(Records excerpted from a collection)

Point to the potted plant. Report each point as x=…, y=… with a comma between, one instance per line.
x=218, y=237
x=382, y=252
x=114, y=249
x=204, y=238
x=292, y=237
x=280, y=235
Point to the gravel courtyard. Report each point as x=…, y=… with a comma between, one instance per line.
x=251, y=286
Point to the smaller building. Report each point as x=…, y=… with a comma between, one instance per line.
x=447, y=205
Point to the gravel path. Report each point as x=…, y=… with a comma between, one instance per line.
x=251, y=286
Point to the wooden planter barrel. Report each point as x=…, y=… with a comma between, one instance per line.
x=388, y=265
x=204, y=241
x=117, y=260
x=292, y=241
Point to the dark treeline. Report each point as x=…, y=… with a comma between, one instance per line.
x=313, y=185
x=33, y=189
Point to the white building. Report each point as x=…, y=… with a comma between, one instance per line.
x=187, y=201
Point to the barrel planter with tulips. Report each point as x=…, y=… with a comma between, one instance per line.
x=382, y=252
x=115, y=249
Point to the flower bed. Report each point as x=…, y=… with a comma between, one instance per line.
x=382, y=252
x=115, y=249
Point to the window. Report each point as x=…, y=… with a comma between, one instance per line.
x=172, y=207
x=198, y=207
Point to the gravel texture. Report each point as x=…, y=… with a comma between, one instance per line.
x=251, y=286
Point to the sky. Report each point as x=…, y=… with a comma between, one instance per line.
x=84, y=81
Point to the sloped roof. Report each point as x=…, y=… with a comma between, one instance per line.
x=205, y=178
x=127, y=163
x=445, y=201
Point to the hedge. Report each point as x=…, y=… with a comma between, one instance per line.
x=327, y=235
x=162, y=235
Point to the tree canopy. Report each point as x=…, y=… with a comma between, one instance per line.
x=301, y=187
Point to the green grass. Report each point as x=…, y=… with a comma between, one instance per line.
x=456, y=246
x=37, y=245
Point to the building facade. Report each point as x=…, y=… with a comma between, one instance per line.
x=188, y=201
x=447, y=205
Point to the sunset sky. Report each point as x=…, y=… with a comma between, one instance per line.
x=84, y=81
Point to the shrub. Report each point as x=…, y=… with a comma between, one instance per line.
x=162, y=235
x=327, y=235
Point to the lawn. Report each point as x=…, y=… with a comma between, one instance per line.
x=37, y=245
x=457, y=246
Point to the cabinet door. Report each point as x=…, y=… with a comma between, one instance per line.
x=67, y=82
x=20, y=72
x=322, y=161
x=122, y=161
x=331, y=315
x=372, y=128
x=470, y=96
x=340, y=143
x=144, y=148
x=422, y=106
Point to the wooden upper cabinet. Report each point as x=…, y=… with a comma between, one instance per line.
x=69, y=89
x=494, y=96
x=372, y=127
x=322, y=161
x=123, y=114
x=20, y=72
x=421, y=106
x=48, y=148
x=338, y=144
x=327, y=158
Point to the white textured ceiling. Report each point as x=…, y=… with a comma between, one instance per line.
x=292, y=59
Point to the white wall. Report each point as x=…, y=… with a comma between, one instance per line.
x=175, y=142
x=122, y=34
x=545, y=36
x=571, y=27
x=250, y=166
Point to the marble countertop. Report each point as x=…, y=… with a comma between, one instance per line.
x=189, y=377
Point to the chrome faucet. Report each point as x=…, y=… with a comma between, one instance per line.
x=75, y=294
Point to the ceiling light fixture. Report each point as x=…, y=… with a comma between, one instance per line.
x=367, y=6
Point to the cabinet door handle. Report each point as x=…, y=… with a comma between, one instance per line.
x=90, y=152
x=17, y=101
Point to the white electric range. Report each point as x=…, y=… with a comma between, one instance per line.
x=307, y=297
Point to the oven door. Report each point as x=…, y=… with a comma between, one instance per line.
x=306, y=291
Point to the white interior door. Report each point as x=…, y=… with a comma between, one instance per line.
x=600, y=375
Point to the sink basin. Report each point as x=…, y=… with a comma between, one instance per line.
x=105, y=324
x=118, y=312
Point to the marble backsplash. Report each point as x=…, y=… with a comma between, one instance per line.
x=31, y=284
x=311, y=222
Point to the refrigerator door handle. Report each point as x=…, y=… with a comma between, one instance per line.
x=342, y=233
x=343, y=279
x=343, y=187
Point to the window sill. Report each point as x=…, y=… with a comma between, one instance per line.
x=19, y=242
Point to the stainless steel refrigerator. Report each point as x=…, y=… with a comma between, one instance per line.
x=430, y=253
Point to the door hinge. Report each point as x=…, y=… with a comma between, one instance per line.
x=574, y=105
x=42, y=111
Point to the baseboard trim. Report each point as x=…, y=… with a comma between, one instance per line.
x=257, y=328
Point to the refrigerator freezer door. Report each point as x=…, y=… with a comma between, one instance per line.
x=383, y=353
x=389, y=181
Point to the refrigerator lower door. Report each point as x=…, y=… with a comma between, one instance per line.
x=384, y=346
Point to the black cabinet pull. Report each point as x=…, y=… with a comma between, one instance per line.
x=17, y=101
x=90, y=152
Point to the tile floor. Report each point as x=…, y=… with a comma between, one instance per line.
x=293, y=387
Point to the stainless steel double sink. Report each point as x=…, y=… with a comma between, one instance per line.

• Instruction
Please copy out the part of the records above that opens with the line containing "Point to the black" and runs through the end of the records.

• Expected answer
Point to the black cabinet pull. Report each point as x=…, y=… with a comma between, one instance per line.
x=17, y=101
x=90, y=152
Point to the tile floor. Report each point as x=…, y=… with a comma between, one instance per line.
x=293, y=387
Point to the stainless steel double sink. Report each point as x=…, y=… with a comma between, one instance per line.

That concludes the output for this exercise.